Start of DATASET RECORDS

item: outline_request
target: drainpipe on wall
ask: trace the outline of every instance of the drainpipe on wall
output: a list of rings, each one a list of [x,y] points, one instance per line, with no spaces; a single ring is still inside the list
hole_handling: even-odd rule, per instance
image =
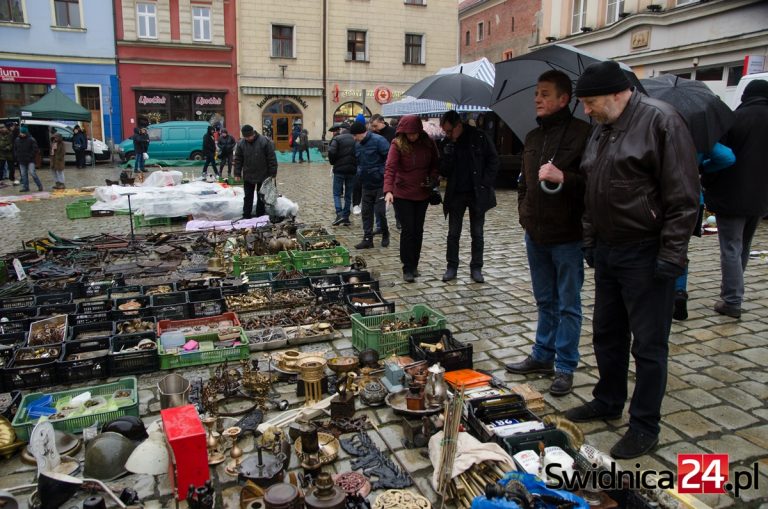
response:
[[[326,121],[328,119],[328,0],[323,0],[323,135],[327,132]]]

End of DATASET RECORDS

EXERCISE DIRECTIONS >> Everything from the line with "hole_handling: even-odd rule, per instance" through the final line of the records above should be written out exactly, minus the pictures.

WRITTEN SOLUTION >>
hole_handling: even-odd rule, per instance
image =
response:
[[[326,121],[328,119],[328,0],[323,0],[323,135],[327,132]]]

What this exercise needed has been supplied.